# Exercises to complete
A. In the Remembrance Day article, what must people attending BC Legion events show?
B. List every anniversary that Col. Bryn Elliott names in the Remembrance Day article.
#### Text passage
Remembrance Day ceremonies and activities are going to be scaled back for a second year because of the pandemic.
But organizers say it’s as important as ever for people to still mark the day even if it’s watching a Remembrance Day Ceremony on TV.
“What we want to do is make sure that people remember the cost of war. There are a lot of people that don’t come back and there’s a lot of people that come back that are broken,” said Lewis Forth, President of Royal Canadian Legion Branch 256.
Although most people have now been vaccinated there will be many older veterans at the ceremonies, so the BC Legions would prefer a smaller turnout.
“We encourage people to actually stay at home and watch it at least for this year because we’re trying to nip the COVID-19 in the bud. We want to get rid of it. We don’t want to encourage gatherings,” said Forth.
There will be ceremonies in many communities across Vancouver Island with Canadian Forces supporting from the water and the air, depending on the weather, and on the ground.
“I take it as our solemn pledge to remember our fallen and remember those who came before us. It was some of my direction to make sure we got out this year, taking into account all the covid restrictions absolutely but we wanted to be on the ground at as many cenotaphs and as many celebrations, we could be at,” said Col. Bryn Elliott, the Wing Commander at CFB 19 Wing Comox.
Col. Bryn says this is an especially important year to observe our countries sacrifices.
“It’s the 10th anniversary of finishing our combat mission in Afghanistan. It’s the 80th anniversary of the defence of Hong Kong, the 105th anniversary of the Battle of the Somme so there’s a lot of really important dates that this represents this year,” said Col. Bryn.
Many BC Legion branches will also be holding events, some open to the public and those attending will need to show their B.C. Vaccine Card.
CHEK News will livestream the ceremony at the B.C. Legislature cenotaph Thursday, Nov. 11, beginning at 10:30 a.m.
########
#### Data section
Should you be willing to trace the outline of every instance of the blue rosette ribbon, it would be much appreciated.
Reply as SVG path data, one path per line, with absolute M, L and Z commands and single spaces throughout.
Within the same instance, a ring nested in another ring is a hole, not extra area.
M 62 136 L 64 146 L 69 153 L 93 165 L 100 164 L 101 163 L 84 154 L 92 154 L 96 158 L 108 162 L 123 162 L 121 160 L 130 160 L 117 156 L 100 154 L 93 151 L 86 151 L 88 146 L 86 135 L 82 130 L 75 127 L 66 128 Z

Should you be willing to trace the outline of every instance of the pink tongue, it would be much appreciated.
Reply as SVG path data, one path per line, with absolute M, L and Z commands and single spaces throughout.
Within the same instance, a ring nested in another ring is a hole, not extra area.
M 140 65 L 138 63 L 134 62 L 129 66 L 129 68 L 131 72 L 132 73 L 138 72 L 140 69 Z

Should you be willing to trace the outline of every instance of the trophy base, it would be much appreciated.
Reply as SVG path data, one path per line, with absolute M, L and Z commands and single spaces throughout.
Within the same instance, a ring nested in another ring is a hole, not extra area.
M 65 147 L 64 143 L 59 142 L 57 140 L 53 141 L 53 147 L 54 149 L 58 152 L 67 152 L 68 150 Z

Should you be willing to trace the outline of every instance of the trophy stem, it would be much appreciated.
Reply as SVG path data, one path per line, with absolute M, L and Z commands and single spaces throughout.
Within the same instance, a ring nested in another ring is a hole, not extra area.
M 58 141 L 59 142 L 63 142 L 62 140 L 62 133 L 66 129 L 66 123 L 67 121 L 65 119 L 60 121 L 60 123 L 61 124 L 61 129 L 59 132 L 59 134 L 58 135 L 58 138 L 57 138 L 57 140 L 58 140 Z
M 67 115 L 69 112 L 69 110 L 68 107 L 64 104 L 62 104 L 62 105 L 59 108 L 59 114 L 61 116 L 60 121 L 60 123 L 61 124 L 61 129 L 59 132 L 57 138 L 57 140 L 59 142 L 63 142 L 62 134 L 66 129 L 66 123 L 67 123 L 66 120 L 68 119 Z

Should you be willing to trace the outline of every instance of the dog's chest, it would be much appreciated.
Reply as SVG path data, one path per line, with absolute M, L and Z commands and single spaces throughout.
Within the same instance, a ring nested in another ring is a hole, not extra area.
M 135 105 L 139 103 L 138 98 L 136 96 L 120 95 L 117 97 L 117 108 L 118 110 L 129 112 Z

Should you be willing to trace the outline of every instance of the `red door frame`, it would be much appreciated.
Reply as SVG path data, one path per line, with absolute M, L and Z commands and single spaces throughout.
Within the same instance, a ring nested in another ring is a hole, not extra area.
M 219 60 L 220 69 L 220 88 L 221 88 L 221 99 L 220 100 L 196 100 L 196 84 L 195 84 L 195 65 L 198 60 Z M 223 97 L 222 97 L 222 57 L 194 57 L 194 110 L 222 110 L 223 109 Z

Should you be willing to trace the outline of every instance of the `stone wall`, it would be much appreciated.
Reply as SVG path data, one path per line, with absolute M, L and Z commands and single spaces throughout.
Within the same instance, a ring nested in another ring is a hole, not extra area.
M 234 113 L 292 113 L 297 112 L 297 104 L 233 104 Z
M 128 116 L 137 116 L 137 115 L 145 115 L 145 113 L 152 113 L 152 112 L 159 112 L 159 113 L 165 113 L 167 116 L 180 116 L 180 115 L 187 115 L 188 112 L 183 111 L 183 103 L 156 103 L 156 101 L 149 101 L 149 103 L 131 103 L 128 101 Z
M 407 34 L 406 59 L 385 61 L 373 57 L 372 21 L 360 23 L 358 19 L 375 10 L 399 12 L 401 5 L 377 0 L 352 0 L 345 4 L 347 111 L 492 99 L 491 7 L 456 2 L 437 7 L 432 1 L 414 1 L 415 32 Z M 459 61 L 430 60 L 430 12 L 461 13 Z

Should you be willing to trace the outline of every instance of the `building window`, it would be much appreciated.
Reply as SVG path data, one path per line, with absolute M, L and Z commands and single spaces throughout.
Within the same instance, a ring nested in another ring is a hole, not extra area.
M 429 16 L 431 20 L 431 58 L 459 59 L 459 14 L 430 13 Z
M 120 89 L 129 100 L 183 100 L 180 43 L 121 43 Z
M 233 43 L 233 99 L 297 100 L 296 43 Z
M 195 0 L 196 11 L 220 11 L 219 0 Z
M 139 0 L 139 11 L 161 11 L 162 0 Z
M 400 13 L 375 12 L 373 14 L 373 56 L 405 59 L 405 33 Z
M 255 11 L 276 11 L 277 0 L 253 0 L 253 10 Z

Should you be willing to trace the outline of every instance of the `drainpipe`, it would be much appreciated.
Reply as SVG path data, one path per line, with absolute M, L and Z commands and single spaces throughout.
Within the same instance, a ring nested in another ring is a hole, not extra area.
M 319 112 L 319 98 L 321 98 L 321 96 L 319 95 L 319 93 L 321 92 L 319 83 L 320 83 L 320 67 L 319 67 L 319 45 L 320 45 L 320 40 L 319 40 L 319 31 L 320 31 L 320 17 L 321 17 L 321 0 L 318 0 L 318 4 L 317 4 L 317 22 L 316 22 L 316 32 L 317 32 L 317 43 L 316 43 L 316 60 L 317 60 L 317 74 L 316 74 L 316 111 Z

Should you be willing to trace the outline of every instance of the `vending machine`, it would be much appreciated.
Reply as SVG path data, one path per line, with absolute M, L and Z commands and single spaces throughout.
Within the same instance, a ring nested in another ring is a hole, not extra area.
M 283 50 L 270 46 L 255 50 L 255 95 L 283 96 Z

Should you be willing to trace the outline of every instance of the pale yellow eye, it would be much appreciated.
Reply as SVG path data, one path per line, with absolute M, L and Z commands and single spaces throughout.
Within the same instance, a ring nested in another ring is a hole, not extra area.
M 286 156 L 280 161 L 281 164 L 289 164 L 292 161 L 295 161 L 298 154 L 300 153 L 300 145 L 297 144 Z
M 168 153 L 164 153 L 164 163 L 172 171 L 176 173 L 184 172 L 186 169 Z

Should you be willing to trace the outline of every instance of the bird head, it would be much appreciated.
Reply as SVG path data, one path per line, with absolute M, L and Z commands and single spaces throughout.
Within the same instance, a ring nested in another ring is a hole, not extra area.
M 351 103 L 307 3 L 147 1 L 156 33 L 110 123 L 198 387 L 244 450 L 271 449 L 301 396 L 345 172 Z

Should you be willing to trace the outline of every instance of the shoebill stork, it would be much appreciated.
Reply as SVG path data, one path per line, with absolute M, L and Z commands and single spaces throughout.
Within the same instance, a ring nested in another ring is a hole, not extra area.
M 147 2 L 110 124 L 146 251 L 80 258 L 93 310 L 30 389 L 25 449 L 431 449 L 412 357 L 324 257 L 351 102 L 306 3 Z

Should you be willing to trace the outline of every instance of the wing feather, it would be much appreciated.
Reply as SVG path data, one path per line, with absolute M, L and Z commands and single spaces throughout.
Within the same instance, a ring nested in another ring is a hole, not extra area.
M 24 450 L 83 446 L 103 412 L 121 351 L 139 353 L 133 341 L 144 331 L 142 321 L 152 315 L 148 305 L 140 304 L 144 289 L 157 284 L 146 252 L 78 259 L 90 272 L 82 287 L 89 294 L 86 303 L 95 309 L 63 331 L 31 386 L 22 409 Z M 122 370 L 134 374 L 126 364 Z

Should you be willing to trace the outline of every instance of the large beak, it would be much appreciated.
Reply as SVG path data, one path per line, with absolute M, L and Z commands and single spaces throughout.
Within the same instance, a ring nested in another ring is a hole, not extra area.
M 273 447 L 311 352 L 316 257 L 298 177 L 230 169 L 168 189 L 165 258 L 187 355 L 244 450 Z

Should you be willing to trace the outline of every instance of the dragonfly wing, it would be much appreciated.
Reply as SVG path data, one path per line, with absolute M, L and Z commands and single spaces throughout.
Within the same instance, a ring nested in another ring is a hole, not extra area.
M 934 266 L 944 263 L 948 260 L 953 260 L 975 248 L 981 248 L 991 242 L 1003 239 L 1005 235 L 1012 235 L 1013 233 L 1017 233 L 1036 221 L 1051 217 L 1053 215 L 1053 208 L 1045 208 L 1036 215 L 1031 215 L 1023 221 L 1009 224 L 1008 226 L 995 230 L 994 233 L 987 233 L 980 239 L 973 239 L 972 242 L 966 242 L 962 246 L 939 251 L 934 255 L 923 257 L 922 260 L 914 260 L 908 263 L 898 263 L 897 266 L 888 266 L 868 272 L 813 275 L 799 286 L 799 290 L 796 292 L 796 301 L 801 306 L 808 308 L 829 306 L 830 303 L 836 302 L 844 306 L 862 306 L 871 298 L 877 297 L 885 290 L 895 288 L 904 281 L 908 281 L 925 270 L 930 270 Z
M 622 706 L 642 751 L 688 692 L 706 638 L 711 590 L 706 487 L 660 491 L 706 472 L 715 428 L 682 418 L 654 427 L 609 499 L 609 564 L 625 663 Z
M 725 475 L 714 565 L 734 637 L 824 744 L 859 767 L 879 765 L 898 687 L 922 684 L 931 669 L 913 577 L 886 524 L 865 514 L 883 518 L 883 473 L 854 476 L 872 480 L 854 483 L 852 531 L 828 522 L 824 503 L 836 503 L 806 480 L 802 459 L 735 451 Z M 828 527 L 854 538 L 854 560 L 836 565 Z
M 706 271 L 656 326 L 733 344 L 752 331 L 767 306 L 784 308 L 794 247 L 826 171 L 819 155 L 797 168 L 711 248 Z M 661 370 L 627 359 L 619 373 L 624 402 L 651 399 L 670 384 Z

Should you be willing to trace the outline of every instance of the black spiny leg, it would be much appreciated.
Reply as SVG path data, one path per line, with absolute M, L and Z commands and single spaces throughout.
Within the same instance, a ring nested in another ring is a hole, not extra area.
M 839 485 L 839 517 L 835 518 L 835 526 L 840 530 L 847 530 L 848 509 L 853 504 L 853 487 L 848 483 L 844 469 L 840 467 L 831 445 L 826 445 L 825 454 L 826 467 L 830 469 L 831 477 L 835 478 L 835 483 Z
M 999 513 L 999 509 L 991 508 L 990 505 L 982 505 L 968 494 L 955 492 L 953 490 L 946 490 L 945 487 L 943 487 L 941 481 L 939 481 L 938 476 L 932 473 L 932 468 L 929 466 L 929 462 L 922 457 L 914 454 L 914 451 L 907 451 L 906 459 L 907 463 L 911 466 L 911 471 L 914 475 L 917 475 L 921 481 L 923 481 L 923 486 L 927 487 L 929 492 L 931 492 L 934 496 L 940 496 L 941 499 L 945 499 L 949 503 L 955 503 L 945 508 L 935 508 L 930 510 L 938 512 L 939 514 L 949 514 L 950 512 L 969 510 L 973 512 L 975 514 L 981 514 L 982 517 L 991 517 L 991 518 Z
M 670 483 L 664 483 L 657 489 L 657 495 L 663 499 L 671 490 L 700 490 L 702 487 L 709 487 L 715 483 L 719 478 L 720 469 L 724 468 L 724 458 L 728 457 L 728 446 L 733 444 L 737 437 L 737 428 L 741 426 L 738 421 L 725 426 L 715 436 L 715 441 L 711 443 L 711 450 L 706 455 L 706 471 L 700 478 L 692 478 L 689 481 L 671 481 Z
########
# Responses to the exercise
A. Their B.C. Vaccine Card.

B.
- The 10th anniversary of finishing the combat mission in Afghanistan
- The 80th anniversary of the defence of Hong Kong
- The 105th anniversary of the Battle of the Somme